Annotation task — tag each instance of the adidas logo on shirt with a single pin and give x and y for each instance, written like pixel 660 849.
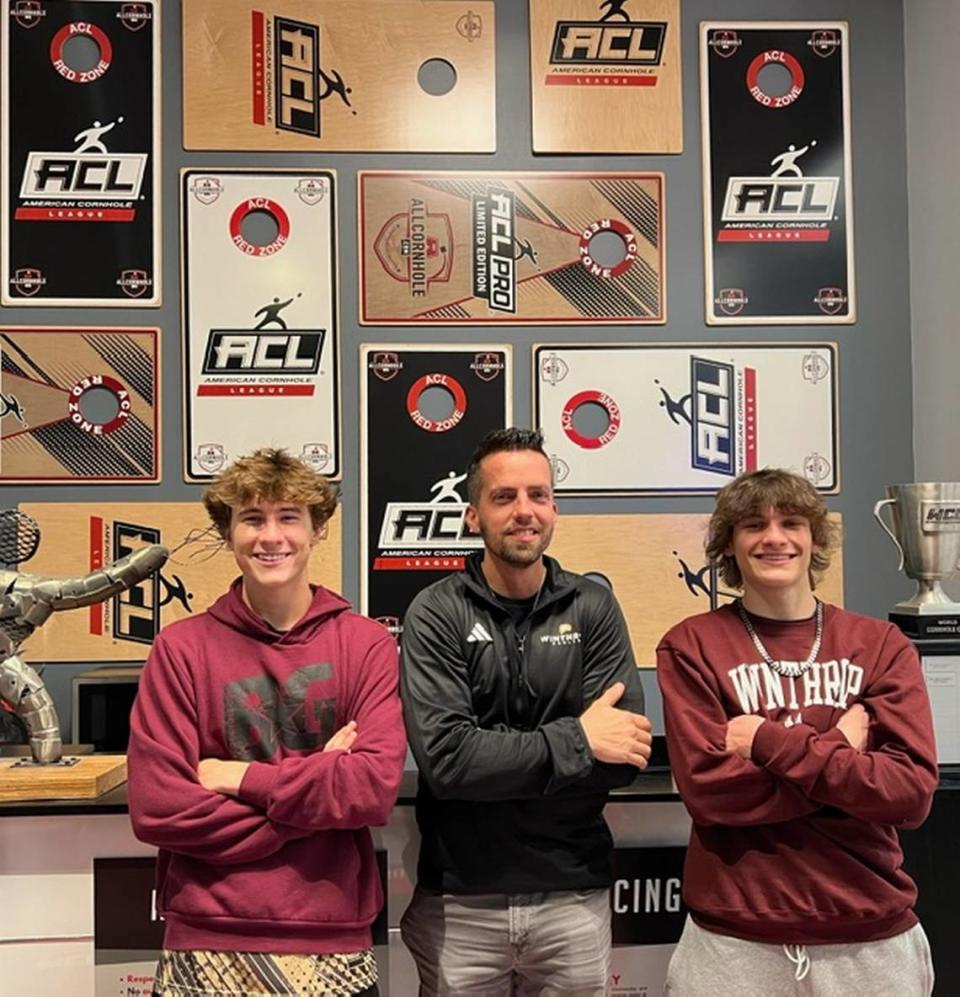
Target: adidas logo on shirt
pixel 479 635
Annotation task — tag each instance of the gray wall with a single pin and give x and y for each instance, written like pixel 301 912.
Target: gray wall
pixel 932 34
pixel 875 372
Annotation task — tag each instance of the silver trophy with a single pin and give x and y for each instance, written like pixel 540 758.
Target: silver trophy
pixel 926 532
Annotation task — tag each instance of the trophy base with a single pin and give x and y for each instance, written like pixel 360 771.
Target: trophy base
pixel 926 625
pixel 82 778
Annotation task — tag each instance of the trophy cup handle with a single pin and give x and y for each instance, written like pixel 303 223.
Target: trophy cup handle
pixel 886 529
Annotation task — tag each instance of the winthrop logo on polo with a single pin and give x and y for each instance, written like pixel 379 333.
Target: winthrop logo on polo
pixel 564 637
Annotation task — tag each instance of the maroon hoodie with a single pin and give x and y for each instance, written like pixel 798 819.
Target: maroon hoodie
pixel 288 867
pixel 798 845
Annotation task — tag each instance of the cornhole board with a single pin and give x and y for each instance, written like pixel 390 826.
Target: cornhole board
pixel 444 248
pixel 777 173
pixel 80 161
pixel 312 75
pixel 77 538
pixel 684 419
pixel 260 322
pixel 87 777
pixel 79 405
pixel 606 76
pixel 657 569
pixel 413 463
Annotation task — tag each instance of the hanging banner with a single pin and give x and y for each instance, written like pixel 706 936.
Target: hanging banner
pixel 349 76
pixel 606 76
pixel 778 209
pixel 655 565
pixel 423 410
pixel 645 419
pixel 260 339
pixel 77 538
pixel 79 406
pixel 80 138
pixel 511 248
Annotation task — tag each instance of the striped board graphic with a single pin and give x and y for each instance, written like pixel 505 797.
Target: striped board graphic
pixel 79 537
pixel 443 248
pixel 605 76
pixel 79 405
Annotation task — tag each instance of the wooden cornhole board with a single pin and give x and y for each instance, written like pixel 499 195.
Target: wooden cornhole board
pixel 76 538
pixel 657 568
pixel 341 76
pixel 79 405
pixel 90 777
pixel 605 76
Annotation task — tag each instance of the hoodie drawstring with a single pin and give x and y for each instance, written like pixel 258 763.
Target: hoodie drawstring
pixel 797 954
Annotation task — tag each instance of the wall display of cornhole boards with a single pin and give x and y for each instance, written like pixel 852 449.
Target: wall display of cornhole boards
pixel 444 248
pixel 778 210
pixel 605 76
pixel 260 340
pixel 350 76
pixel 657 569
pixel 687 418
pixel 80 140
pixel 422 411
pixel 77 538
pixel 80 406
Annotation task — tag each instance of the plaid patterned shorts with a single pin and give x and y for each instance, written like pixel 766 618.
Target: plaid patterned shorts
pixel 239 974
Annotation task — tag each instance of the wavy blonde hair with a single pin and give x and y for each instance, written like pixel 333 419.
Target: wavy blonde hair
pixel 269 475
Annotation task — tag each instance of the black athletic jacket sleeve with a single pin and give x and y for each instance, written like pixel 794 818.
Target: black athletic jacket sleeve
pixel 461 759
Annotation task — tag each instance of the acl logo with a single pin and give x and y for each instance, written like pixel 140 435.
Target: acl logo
pixel 291 50
pixel 435 525
pixel 90 171
pixel 243 352
pixel 588 43
pixel 721 412
pixel 495 254
pixel 785 196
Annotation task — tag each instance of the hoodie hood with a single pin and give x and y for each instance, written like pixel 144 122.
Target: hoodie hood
pixel 233 612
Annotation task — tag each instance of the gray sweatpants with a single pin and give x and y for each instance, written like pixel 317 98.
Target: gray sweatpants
pixel 706 964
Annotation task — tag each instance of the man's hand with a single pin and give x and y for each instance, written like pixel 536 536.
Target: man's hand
pixel 221 776
pixel 343 739
pixel 740 734
pixel 614 735
pixel 855 727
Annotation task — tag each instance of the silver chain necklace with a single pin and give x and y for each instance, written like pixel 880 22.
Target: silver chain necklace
pixel 790 669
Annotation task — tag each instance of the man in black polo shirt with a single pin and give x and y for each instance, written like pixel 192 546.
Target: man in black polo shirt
pixel 523 708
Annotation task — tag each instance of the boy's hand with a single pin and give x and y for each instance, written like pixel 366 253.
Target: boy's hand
pixel 343 739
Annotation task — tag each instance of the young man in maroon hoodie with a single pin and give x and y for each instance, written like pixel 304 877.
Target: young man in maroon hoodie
pixel 266 739
pixel 801 739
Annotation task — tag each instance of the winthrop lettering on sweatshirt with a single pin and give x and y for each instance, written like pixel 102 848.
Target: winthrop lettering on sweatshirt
pixel 825 683
pixel 260 714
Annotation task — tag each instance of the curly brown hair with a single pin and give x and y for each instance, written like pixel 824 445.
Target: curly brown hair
pixel 751 494
pixel 269 475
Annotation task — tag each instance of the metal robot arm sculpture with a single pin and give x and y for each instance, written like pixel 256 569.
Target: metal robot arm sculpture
pixel 26 602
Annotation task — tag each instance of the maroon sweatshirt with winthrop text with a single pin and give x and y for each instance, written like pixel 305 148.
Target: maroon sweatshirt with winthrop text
pixel 799 844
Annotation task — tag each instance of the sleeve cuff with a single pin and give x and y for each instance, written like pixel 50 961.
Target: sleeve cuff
pixel 570 755
pixel 257 784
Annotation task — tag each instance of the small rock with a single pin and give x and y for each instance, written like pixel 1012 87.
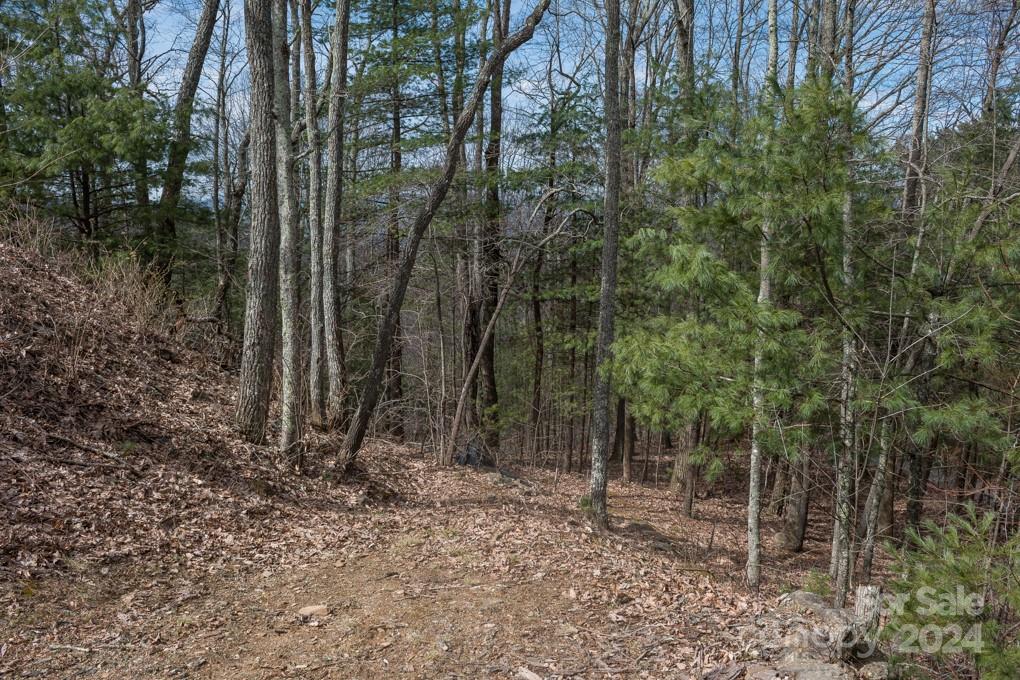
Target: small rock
pixel 313 612
pixel 813 670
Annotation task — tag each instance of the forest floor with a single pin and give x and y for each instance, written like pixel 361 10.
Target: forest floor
pixel 475 575
pixel 140 537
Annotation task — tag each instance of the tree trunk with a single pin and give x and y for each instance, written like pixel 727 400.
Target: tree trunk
pixel 843 532
pixel 263 257
pixel 488 394
pixel 610 247
pixel 760 420
pixel 628 448
pixel 290 241
pixel 165 229
pixel 872 511
pixel 796 515
pixel 394 379
pixel 332 223
pixel 316 365
pixel 437 192
pixel 778 498
pixel 915 159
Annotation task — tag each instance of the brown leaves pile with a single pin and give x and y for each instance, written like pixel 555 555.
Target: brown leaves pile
pixel 115 442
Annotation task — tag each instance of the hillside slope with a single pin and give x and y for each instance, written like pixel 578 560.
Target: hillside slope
pixel 115 441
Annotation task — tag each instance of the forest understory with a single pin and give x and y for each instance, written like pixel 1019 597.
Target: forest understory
pixel 144 538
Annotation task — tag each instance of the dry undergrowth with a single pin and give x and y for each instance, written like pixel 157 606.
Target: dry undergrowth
pixel 141 538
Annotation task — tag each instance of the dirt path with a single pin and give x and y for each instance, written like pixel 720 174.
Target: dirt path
pixel 480 575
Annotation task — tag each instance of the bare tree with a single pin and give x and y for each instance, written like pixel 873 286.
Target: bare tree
pixel 263 256
pixel 165 229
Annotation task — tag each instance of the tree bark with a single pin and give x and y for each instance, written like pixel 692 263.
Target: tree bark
pixel 796 514
pixel 437 193
pixel 316 365
pixel 263 257
pixel 394 394
pixel 489 269
pixel 610 247
pixel 290 241
pixel 332 224
pixel 915 159
pixel 165 229
pixel 760 421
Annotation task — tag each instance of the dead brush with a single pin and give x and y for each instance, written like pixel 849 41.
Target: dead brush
pixel 121 280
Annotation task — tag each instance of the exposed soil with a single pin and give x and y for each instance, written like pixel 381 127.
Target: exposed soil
pixel 140 537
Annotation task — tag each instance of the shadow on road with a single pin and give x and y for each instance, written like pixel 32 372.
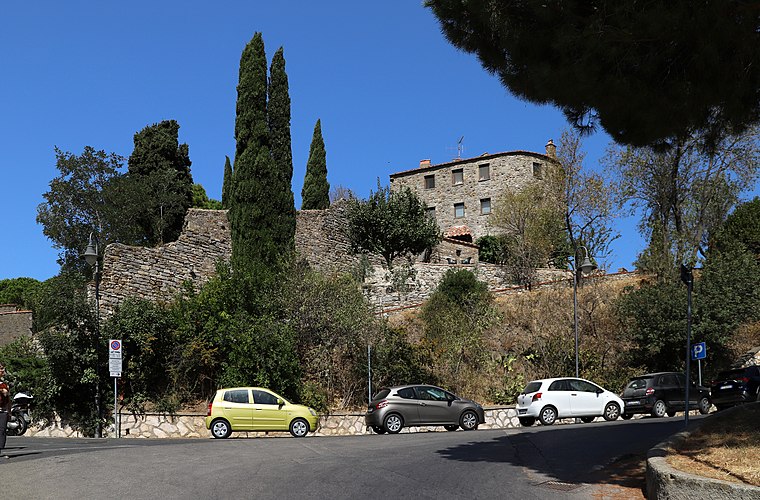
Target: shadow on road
pixel 597 453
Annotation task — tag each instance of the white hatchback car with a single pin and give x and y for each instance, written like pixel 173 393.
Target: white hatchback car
pixel 553 398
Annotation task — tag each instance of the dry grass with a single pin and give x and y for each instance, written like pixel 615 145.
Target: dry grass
pixel 726 446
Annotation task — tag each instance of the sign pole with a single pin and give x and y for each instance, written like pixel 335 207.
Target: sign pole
pixel 688 278
pixel 115 366
pixel 116 429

******

- _WHAT YOU SHOULD DO_
Nothing but the lines from the one containing "Annotation task — tag each instance of the shadow" to the last line of the records should be returned, exactly as they appear and without pictures.

- _RESPONSE TO THE TASK_
Annotation task — tag each instance of the shadow on road with a single pin and give x and y for each instance, written like pixel 32 372.
Target: shadow on road
pixel 597 453
Annotation task — tag each instance of the white hatchback car with a single pin and give x and y for each instance, written like pixel 173 393.
Target: white hatchback car
pixel 553 398
Annotation task — tag each instance of the dry grass with a single pin and give x and y for each instance, written like pixel 615 145.
Target: dry grass
pixel 726 446
Annotation task — tag each instance of the sign pole with a single pin and give x and y for each instance, written like pixel 335 207.
Target: sign pole
pixel 688 278
pixel 115 366
pixel 116 429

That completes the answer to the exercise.